_TASK STATEMENT_
Without changing anything, set down every line shown below.

● ● ● ● ●

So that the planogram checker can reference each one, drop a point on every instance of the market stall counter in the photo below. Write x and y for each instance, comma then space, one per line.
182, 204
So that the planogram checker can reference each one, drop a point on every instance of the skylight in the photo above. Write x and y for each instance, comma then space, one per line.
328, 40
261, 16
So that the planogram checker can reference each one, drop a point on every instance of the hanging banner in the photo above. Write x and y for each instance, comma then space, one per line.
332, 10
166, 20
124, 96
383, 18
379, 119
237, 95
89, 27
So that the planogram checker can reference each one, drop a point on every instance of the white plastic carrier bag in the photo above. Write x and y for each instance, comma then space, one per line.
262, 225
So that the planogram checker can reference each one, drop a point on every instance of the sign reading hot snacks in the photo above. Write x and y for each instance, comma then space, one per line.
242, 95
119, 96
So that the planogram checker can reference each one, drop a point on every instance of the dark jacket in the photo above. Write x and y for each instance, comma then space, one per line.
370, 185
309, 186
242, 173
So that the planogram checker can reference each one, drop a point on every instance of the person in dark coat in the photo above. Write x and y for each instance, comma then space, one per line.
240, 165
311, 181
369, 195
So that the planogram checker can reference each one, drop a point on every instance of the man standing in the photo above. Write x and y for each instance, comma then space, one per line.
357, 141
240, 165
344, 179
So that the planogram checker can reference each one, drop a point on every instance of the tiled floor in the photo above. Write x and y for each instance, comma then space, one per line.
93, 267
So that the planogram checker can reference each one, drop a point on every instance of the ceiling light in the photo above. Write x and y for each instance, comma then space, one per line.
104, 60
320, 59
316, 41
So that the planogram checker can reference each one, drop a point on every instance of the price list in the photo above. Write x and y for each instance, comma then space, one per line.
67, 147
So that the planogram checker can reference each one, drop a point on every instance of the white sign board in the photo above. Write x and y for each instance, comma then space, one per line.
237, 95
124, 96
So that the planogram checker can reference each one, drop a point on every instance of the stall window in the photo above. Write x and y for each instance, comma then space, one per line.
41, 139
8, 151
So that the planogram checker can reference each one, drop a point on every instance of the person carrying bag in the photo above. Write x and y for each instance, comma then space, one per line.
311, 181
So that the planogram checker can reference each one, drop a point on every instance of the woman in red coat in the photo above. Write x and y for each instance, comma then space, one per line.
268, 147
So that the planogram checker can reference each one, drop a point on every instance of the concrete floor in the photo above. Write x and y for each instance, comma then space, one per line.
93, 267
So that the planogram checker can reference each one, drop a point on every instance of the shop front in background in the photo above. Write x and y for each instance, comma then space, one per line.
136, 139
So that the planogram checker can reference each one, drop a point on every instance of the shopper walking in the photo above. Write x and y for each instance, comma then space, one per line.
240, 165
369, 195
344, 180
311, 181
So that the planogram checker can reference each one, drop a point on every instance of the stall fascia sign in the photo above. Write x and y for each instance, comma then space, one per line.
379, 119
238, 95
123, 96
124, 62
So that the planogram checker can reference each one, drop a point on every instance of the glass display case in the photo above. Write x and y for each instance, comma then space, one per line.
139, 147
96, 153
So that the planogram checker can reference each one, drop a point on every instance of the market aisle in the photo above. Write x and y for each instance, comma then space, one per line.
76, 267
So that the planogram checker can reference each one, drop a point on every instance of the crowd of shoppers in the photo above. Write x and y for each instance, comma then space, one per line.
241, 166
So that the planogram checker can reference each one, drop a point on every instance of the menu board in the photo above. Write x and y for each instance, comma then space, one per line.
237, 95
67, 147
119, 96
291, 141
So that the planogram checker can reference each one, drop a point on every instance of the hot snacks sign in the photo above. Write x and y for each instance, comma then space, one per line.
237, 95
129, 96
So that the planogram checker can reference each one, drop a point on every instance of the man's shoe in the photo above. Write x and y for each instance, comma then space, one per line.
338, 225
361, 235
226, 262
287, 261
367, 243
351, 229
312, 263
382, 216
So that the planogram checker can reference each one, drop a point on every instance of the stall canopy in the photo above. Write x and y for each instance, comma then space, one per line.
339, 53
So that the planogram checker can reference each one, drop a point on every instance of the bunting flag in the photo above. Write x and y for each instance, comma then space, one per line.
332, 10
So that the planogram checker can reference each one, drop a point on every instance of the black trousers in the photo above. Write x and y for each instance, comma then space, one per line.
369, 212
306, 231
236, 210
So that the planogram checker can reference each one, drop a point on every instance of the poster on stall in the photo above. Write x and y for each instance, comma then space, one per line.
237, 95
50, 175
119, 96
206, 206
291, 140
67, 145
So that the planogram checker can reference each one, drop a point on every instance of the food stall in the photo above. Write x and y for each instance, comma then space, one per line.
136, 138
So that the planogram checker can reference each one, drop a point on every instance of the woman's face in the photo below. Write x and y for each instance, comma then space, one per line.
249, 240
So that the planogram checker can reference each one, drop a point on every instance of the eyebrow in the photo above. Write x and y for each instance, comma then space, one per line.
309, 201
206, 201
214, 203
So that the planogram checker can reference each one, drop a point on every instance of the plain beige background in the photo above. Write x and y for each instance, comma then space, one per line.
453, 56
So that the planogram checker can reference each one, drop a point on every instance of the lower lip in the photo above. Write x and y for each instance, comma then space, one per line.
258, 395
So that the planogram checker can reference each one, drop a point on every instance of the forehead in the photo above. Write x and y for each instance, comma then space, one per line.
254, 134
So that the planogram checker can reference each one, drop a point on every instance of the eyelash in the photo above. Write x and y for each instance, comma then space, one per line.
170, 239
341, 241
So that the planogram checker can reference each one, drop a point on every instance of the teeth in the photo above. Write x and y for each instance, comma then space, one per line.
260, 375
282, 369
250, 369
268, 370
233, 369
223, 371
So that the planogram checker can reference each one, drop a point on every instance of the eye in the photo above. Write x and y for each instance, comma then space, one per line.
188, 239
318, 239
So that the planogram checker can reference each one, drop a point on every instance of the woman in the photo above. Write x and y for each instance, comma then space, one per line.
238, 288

● ● ● ● ●

_REPLY TO THE TASK_
So that the planogram checker can reference each one, drop a point on every instance of the market stall counter in the photo below. Write x and y for each instance, comma then space, one per line.
182, 204
So that the planogram checker can reference each one, drop a point on every instance of the skylight in the photo above. Write x and y for each instance, comma then space, one per line.
328, 40
261, 16
So that the planogram checker can reference each one, drop a point on every instance of the hanging banner in the photo above. Write x and y for each instance, comma then space, one per line.
332, 10
166, 20
124, 96
383, 18
379, 119
237, 95
89, 27
So that the planogram checker can reference each one, drop a point on every instance of the white plastic carrier bag in the photo above. Write x and y for each instance, comma then space, one per line.
262, 225
So that the planogram checker can reference each one, drop a point on every instance of the sign reading hot snacks in the photo above. Write x and y for each instance, comma then space, one per line.
242, 95
119, 96
So that the planogram checker can reference each one, drop a point on every instance of the dark jacket in the photo above. Write x and y for each instance, comma then space, one per line.
370, 185
309, 186
242, 173
So that the planogram checker can reference each one, drop a point on every instance of the person in dark coat in the photo above. Write x and y for each instance, comma then space, one per line.
240, 165
311, 181
369, 195
So that the planogram checker can reference each one, drop a point on every instance of the man standing in the photo above. Write x and y for each instance, comma then space, one per line.
357, 141
240, 165
344, 179
So that the planogram checker can reference each one, drop a point on every instance of the tiled floor in the photo above. Write x and y for each instance, comma then space, one per line.
93, 267
So that the planogram checker can reference each one, drop a point on every instance of the ceiling light in the photo above. Write x and y for each instance, comma then space, one per line.
104, 60
320, 59
316, 41
So that the planogram checker can reference each one, drop a point on every instance of the price list in the photo above. Write x and y for each instance, comma then space, one per line.
67, 147
So that the planogram checker can reference each one, drop a point on every instance of the white sign board in the photo above. Write x and y for each instance, comma then space, one per line.
237, 95
124, 96
So that the planogram checker can reference each one, drop a point on every instance of the stall window in the photo above. Write x and y for each instance, comma then space, one per line.
41, 139
8, 151
So that the planogram checker can reference each one, drop a point on every instance of the person carrying bag in the photo above. Write x and y for each instance, comma then space, one per line.
311, 181
So that the planogram checker can reference each one, drop a point on every instance of the woman in red coat in the photo above. Write x and y for each instance, comma then space, one per line.
268, 147
So that the planogram checker can reference each one, drop a point on every instance of the concrete floor in the photo above. Write x and y for each instance, comma then space, one per line.
93, 267
So that the planogram checker can reference each one, drop a point on every instance of the shop front in background in the photo above. Write x and y for each instance, comma then space, one per line.
136, 139
So that the planogram checker can reference each one, drop a point on every instance of the shopper walking in the photo above. Write x and y for each instance, comma then space, one per line.
240, 165
369, 195
344, 180
311, 181
So that the planogram checker can reference each one, drop a point on every instance of the stall fascia sign in the photo above. Write x and y for each instance, comma then space, one per line.
379, 119
238, 95
123, 96
124, 62
So that the planogram checker can reference each one, drop a point on every instance of the glass display case in the photo above. Write x and y for each instance, comma then space, one per line.
139, 147
96, 153
So that the planogram checker can reference each one, drop a point on every instance of the market aisle in the photo above. Write x and y for each instance, comma then space, one per line.
76, 267
So that the planogram checker can reference each one, drop a point on every instance of the crowd of shoppers in the photo above. Write x and y for each instance, comma then space, one per line.
241, 166
So that the planogram checker can reference each one, drop a point on every instance of the menu board in the photo above. Write x and y for each instance, comma then space, one per line.
237, 95
67, 147
119, 96
291, 141
So that the planogram checker can reference each one, drop a point on every instance of the hot snacks sign in the photo above. Write x and y for each instance, comma then space, one per line.
237, 95
129, 96
So that the planogram checker can reference each one, drop a point on every instance of the man's shoe in the photo above. Write x and y for each instance, comma then space, one per line.
338, 225
361, 235
226, 262
287, 261
367, 243
351, 229
312, 263
382, 216
So that the planogram checker can reference each one, drop a point on every instance of the stall canopy in the photo above. Write x and y for each instance, comma then space, one per line.
339, 53
So that the planogram checker can reference each one, drop a point on every instance of the bunting flag in the photo above. Write x and y for each instance, comma then space, one per line.
332, 10
So that the planogram checker can reference each one, drop a point on every instance of the black trousers in the photo above. Write x and y for each instance, comma then space, one per line.
369, 212
306, 231
236, 210
So that the planogram checker can reference each one, drop a point on every instance of the poster on stall in the photo above. Write x and y for each instance, comma then space, one per line.
237, 95
50, 175
119, 96
206, 206
291, 140
67, 145
So that the planogram checker can reference each one, drop a point on every instance of the food stall in the photo above. Write x and y for each instance, comma then space, one per line.
136, 138
So that the planogram checker can reference each one, drop a point on every instance of the woman's face in the photo below. Write x and y for each instance, comma then space, one per line.
249, 240
So that the planogram checker can reference each one, drop a point on every instance of the eyebrow in the photo above. Write x and y for each instance, comma then space, one per line.
309, 201
206, 201
214, 203
So that the planogram checker can reference each one, drop a point on every instance of the plain beige background in the photo above. Write x and y for each instance, comma then space, one per line.
453, 56
So that the planogram checker can reference each one, drop a point on every instance of the lower lip in the photo above. Write x and y for each instance, comma then space, one per line.
258, 395
So that the planogram checker can reference each one, drop a point on every instance of the forehead in the photo above. Write x and y for each instance, comma then space, one per line.
254, 134
So that the planogram checker can reference each one, drop a point on every instance of the eyelash in the photo above. Write x and y for each instance, comma then space, one per line.
170, 239
341, 241
So that the planogram checker can reference each one, drop a point on every instance of the teeth in the photo above. Write x and y for each instance, comma then space, one per line.
260, 375
282, 369
250, 369
268, 370
233, 369
223, 371
So that the planogram checker can reference each one, drop a point on every instance of the eye in the photo above. Write x and y for each instance, comma then space, one per line.
188, 239
318, 239
So that the planogram checker can reference each one, drop a point on every instance of the woman in the photo above. Write x and y for each instance, comma then space, one per line.
238, 288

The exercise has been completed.